### RECORDS PROVIDED
[start]

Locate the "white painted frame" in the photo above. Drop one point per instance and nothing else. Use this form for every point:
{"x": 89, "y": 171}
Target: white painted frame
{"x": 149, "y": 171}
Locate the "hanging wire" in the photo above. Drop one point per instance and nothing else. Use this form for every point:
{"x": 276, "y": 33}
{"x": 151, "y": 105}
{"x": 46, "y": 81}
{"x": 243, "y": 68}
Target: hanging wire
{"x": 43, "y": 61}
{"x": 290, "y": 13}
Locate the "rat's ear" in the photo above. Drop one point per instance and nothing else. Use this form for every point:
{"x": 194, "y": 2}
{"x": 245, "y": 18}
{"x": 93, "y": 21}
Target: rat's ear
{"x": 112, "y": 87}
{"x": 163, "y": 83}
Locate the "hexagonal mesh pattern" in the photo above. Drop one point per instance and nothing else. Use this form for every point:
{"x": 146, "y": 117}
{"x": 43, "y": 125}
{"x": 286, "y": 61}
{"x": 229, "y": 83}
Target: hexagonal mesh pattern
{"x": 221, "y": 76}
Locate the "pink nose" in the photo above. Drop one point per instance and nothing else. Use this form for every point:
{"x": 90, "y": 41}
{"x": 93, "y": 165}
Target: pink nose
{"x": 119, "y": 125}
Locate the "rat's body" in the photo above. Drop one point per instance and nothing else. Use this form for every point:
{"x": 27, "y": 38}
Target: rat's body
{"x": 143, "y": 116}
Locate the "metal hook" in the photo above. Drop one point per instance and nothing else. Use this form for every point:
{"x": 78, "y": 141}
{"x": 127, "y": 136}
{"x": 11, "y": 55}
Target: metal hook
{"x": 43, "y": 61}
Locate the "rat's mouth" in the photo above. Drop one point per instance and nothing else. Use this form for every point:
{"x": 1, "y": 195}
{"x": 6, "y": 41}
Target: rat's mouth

[end]

### REQUEST
Please report every line in the rows above that contains the word "hexagonal", matching case exactly.

### RESULT BELOW
Locate the "hexagonal mesh pattern" in the photo above. Drop one point per instance and nothing else. Use this form for every point:
Target: hexagonal mesh pattern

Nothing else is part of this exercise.